WHAT YOU SHOULD DO
Search the entries below for "bird". Report each line where it occurs.
#### RECORDS FOR THIS TASK
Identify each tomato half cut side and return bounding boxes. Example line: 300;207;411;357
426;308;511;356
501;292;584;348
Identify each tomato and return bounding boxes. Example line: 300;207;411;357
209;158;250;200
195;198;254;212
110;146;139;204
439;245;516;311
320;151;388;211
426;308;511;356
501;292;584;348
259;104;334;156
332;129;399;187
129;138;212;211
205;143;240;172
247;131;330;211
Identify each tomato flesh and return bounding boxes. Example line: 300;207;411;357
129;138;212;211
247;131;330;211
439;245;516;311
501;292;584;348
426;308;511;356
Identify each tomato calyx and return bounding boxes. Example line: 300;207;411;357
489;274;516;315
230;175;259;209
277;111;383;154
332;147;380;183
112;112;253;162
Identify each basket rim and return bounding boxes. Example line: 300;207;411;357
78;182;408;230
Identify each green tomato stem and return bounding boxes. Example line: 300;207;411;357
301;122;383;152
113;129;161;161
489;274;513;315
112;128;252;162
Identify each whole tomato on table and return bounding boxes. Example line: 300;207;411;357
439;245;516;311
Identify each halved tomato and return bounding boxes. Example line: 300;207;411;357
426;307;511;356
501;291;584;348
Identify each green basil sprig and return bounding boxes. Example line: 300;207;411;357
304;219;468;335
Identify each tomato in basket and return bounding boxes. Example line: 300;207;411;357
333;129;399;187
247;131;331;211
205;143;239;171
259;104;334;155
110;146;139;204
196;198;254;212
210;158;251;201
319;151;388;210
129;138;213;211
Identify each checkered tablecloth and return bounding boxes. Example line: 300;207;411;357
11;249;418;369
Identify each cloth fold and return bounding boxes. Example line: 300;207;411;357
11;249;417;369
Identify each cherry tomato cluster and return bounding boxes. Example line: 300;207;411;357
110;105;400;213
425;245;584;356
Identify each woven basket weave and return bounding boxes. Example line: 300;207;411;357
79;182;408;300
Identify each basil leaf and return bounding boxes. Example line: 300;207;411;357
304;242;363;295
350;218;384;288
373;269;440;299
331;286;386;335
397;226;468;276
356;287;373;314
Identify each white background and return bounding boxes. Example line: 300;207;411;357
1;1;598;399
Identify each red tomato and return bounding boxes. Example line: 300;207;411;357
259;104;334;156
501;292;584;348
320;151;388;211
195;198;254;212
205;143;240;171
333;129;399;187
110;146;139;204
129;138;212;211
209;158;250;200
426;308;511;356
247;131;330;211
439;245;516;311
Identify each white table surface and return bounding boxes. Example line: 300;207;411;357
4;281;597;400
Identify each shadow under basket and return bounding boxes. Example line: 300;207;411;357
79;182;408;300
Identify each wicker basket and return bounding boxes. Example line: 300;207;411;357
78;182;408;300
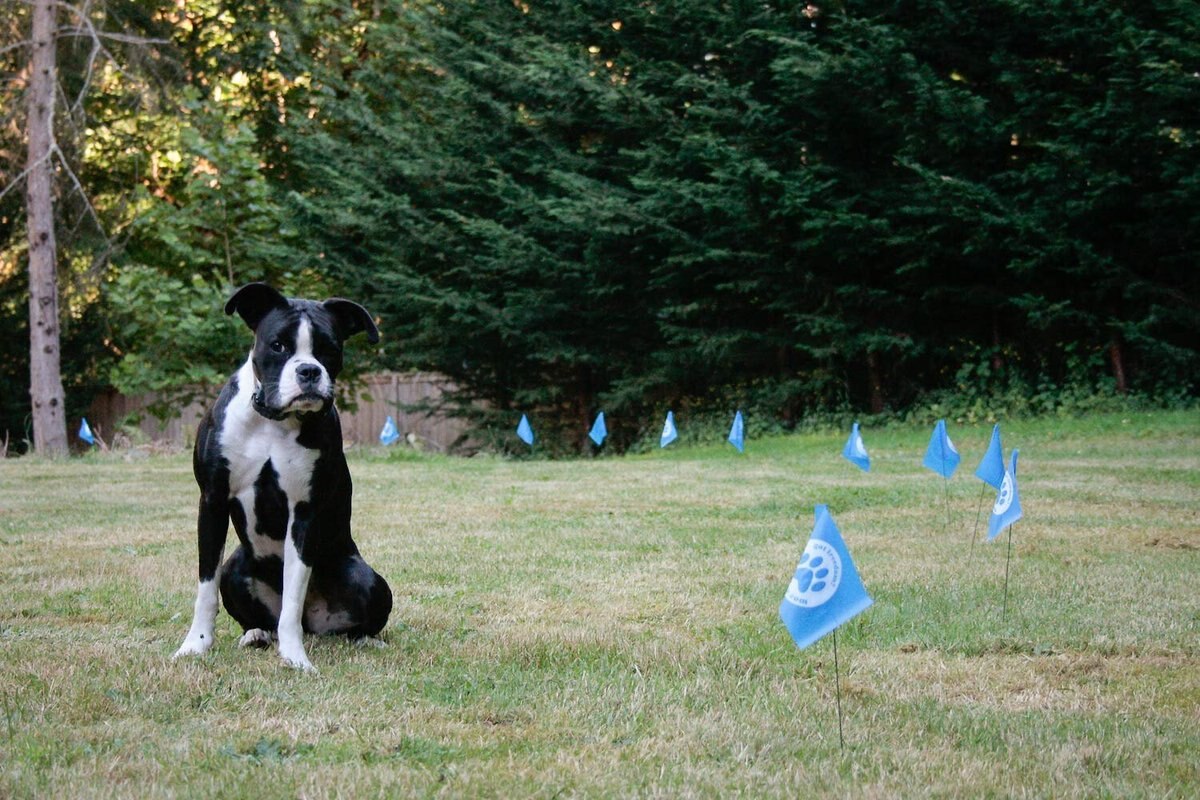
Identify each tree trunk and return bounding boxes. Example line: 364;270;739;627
866;350;885;414
1109;337;1128;395
25;0;68;456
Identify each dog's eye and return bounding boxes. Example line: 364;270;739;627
270;340;286;353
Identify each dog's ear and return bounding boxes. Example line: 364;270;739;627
225;283;290;332
323;298;381;344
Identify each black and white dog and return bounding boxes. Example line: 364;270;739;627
173;283;392;672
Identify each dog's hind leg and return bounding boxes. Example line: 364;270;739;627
220;546;282;637
305;555;393;640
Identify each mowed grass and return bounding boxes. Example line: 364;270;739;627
1;410;1197;798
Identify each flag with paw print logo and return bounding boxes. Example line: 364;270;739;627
987;449;1023;541
779;507;873;650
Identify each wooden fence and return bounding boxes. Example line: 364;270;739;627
86;372;470;452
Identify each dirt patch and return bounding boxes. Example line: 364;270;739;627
1144;533;1200;551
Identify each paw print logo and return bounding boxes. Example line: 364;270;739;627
784;539;842;608
993;472;1014;515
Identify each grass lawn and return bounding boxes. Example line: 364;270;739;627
1;410;1198;798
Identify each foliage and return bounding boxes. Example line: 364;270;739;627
104;267;242;415
2;0;1198;453
257;0;1199;452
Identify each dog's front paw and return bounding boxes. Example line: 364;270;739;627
281;653;318;674
172;632;214;659
278;640;317;674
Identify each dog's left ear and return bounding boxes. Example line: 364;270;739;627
323;298;381;344
225;283;290;332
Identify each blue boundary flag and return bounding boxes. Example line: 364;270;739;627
517;414;535;446
78;418;96;446
842;422;870;472
660;411;678;448
975;424;1005;489
987;448;1023;541
589;411;607;446
379;415;400;446
728;410;745;453
922;419;961;478
780;507;874;650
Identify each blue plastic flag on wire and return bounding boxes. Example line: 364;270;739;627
780;507;874;650
987;449;1023;541
78;418;96;446
379;415;400;446
841;422;870;472
974;424;1005;489
728;410;745;453
660;411;678;448
922;419;961;478
589;412;607;446
516;414;535;447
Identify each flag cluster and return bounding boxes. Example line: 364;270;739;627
373;409;1025;664
839;419;1024;541
471;409;752;453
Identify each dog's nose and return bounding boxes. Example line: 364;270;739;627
296;364;323;385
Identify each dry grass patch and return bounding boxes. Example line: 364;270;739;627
1;410;1198;797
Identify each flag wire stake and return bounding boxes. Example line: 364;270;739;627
942;473;951;533
1002;522;1015;620
833;628;845;754
969;482;987;558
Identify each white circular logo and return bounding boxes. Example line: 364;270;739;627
784;540;842;608
993;473;1014;515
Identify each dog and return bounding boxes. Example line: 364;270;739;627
172;283;392;672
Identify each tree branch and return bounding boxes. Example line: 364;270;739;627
50;142;107;239
0;150;52;203
0;40;32;57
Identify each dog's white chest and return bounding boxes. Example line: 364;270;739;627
220;362;320;552
225;423;318;502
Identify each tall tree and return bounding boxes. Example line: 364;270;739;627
24;0;67;455
2;0;186;452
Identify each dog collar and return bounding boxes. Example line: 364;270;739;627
252;390;333;422
252;391;293;421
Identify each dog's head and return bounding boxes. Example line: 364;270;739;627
225;283;379;418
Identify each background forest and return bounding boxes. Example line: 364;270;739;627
2;0;1198;454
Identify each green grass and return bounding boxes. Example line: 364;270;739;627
1;409;1197;797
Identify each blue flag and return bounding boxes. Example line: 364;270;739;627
660;411;678;448
922;419;961;478
841;422;870;472
987;449;1023;541
379;415;400;446
728;410;745;453
974;424;1005;489
78;417;96;446
589;411;607;446
780;507;874;650
516;414;534;446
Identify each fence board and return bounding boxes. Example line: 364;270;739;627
86;372;469;452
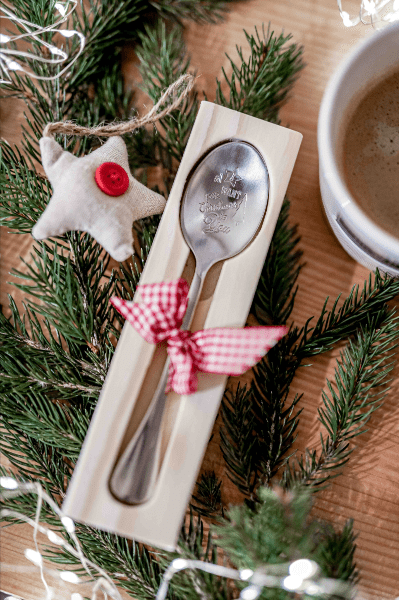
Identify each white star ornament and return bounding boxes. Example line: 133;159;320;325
32;136;166;262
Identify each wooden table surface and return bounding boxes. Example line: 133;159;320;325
1;1;399;599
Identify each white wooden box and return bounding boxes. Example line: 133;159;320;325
63;102;302;550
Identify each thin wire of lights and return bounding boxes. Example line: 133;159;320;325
155;557;353;600
0;0;85;84
0;476;122;600
0;476;353;600
337;0;399;27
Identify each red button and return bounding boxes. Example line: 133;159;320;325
95;162;129;196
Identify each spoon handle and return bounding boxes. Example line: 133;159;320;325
109;271;204;505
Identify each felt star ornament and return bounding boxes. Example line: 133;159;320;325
32;135;166;261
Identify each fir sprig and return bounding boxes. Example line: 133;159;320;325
282;310;399;489
251;197;303;326
136;21;199;170
0;141;51;231
0;469;164;599
214;486;357;598
149;0;236;25
191;471;224;518
215;24;304;121
221;273;399;498
0;297;104;398
316;519;359;583
162;510;228;600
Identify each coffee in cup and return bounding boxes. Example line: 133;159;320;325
318;22;399;275
341;68;399;240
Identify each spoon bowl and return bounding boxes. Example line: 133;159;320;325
181;140;269;274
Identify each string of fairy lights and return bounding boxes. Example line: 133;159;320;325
0;0;85;84
337;0;399;27
1;0;396;87
0;476;122;600
0;476;355;600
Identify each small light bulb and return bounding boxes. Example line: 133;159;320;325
0;34;11;43
59;30;76;38
289;559;319;580
5;58;22;71
24;548;43;566
172;558;188;571
55;3;67;16
71;594;83;600
363;0;377;15
0;476;18;489
240;569;254;581
239;585;261;600
305;583;321;596
341;10;356;26
60;571;80;584
61;516;75;533
49;46;66;57
283;575;303;591
48;530;64;545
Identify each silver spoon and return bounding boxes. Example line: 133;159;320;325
109;140;269;504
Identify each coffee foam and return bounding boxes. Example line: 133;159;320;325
342;69;399;239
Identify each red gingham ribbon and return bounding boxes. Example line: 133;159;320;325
110;279;288;396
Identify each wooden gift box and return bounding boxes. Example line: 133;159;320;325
63;102;302;550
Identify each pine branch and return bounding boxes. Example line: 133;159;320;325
251;197;303;326
136;21;198;171
0;468;163;600
220;198;303;498
149;0;236;25
314;519;359;584
282;310;399;489
214;486;356;598
191;471;224;518
69;0;150;88
214;486;314;569
1;139;139;351
10;238;116;352
215;24;304;121
0;298;104;397
0;141;50;231
221;272;399;499
214;486;316;600
220;383;265;496
161;510;228;600
0;436;73;496
2;0;221;96
2;54;133;164
50;526;163;599
71;0;235;87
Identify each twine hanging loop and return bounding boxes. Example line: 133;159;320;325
43;73;194;138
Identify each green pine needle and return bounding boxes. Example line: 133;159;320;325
191;471;224;518
136;21;199;170
282;310;399;489
215;24;304;121
221;271;399;499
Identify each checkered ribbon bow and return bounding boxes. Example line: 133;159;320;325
110;279;288;396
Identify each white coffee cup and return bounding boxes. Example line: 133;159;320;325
318;22;399;276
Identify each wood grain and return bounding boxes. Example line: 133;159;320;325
1;0;398;598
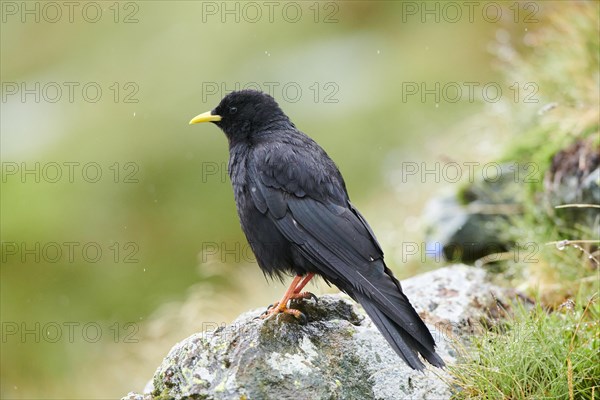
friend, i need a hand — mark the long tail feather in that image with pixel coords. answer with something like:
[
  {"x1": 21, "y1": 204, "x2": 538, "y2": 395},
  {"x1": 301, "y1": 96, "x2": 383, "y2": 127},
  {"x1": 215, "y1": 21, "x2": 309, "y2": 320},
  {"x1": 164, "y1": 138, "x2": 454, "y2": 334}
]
[{"x1": 354, "y1": 292, "x2": 445, "y2": 370}]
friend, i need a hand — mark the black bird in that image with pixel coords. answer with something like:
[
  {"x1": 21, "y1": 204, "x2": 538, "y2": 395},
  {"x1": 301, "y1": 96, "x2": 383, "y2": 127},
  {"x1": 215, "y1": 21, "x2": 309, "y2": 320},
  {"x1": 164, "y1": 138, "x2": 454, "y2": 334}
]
[{"x1": 189, "y1": 90, "x2": 444, "y2": 370}]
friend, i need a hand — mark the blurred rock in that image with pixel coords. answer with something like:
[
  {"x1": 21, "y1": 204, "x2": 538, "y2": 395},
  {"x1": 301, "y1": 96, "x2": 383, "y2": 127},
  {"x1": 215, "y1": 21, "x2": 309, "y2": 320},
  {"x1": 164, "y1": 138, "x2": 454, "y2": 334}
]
[
  {"x1": 423, "y1": 139, "x2": 600, "y2": 265},
  {"x1": 122, "y1": 265, "x2": 511, "y2": 400},
  {"x1": 423, "y1": 163, "x2": 525, "y2": 263},
  {"x1": 544, "y1": 138, "x2": 600, "y2": 232}
]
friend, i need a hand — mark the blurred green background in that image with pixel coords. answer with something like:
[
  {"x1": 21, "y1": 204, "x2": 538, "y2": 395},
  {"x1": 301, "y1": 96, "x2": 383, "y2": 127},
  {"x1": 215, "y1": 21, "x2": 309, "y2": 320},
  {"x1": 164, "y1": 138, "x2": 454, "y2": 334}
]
[{"x1": 0, "y1": 1, "x2": 585, "y2": 398}]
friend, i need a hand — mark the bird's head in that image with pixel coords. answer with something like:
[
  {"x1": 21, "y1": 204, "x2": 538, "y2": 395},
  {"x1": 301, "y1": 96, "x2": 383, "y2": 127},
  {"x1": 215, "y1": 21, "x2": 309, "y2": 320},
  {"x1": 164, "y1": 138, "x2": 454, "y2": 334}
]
[{"x1": 189, "y1": 90, "x2": 288, "y2": 141}]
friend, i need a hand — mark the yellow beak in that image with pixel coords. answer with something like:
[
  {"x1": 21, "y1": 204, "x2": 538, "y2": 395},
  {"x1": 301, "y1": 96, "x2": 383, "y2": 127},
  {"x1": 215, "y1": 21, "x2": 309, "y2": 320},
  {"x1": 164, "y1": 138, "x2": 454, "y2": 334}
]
[{"x1": 189, "y1": 111, "x2": 222, "y2": 125}]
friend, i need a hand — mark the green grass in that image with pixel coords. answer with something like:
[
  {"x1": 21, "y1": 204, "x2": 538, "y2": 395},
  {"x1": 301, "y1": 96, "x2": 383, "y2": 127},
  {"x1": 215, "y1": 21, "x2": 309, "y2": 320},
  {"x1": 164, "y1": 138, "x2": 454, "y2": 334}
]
[
  {"x1": 447, "y1": 4, "x2": 599, "y2": 398},
  {"x1": 449, "y1": 295, "x2": 600, "y2": 399}
]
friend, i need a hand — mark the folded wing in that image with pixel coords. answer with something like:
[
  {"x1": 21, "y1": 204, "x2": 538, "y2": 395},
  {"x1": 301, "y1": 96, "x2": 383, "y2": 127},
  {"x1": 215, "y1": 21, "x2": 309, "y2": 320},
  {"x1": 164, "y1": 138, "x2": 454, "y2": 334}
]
[{"x1": 248, "y1": 142, "x2": 443, "y2": 369}]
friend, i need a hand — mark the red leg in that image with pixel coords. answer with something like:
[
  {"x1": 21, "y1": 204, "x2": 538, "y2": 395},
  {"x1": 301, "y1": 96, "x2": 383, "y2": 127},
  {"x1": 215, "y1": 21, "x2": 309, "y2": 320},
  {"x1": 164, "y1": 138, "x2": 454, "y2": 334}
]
[
  {"x1": 289, "y1": 273, "x2": 316, "y2": 302},
  {"x1": 293, "y1": 273, "x2": 315, "y2": 294},
  {"x1": 261, "y1": 273, "x2": 317, "y2": 320}
]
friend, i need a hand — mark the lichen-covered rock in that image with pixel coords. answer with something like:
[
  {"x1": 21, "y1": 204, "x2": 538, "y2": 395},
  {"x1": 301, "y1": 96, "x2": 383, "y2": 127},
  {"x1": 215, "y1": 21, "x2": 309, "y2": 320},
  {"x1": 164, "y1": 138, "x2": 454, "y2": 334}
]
[{"x1": 122, "y1": 265, "x2": 511, "y2": 400}]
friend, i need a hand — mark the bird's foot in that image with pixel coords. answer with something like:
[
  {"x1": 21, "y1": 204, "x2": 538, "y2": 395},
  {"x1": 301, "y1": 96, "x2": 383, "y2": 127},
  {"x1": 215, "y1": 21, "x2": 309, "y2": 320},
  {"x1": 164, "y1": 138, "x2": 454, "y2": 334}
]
########
FINISHED EXERCISE
friend, i need a hand — mark the black bird in that image with pixel coords. answer with something like:
friend, i need a hand — mark the bird's head in that image with pixel coords. answer with something like:
friend, i need a hand — mark the bird's foot in that image with pixel coords. answer with something like:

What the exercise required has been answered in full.